Oggi si votano nuovi emendamenti: l'ultima volta, un paio di settimane fa, è andata così, e sono tornate le solite fantasie sul divorzio facile, meglio conosciuto come "Unicorn Brexit". La prossima giornata importante è prevista per il 27 febbraio, un altro Brexit day.

Come potrebbe andare? Forse come dice Olly Robbins, il caponegoziatore di Londra: in realtà non voleva farsi sentire, ma un giornalista di Itv, Angus Walker, ha origliato.

 

Nell'attesa, avendo rinunciato a fare previsioni, seguiamo i consigli di Alexandria Ocasio-Cortez, che ne ha per tutti e su tutto:

 

 

 

In diretta dalla bolla bruxellese, David Carretta (@davcarretta) ci scrive:

"La nomina di Martin Selmayr a segretario generale della Commissione europea ha violato le regole dell'Unione europea e dello stesso esecutivo comunitario. Lo ha stabilito il mediatore europeo, Emily O'Reilly, nel suo rapporto finale sulla promozione lampo dell'onnipotente ex capo di gabinetto di Jean-Claude Juncker. O'Reilly è andata a guardare documenti ed email e ha scoperto che tutta la procedura è stata un “fake”: uso improprio del processo di nomina, creazione di costrizioni temporali artificiali, conflitti di interesse. Anche l'Europarlamento era giunto alla stessa conclusione. Ma la riposta della Commissione è sempre la stessa: circolare, non c'è niente da vedere sulle nostre nomine interne. Solo che gli antieuropei – dai brexiteers oltremanica ai pentastellati nostrani – si sono impossessati del caso Selmayr per dire: l'Ue impone regole, ma non le rispetta. Restando al suo posto, Selmayr non sta facendo un favore all'Ue e all'istituzione che guida con pugno di ferro".

## Domande
• A. Riporta fedelmente il brano da "Oggi si votano" fino a "altro Brexit day." compreso.
• B. Secondo il brano, chi ha stabilito che la nomina di Martin Selmayr a segretario generale della Commissione europea ha violato le regole?
Le voci che seguono non hanno alcun ruolo qui.

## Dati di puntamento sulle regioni
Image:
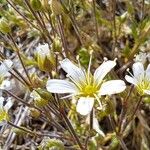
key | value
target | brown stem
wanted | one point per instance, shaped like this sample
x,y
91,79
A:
x,y
124,108
62,34
122,144
95,20
19,56
134,112
73,133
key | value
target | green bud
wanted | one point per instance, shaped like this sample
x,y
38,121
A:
x,y
3,116
38,100
34,113
4,26
56,45
36,4
56,7
45,4
51,144
44,94
36,81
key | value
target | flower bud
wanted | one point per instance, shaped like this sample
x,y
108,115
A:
x,y
56,45
38,100
34,113
51,144
45,4
45,58
56,7
3,115
36,81
44,94
4,26
36,4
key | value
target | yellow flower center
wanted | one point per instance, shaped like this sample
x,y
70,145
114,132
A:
x,y
143,85
3,115
89,90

## Risposte numerate
• A.
Oggi si votano nuovi emendamenti: l'ultima volta, un paio di settimane fa, è andata così, e sono tornate le solite fantasie sul divorzio facile, meglio conosciuto come "Unicorn Brexit". La prossima giornata importante è prevista per il 27 febbraio, un altro Brexit day.

• B. Il mediatore europeo, Emily O'Reilly.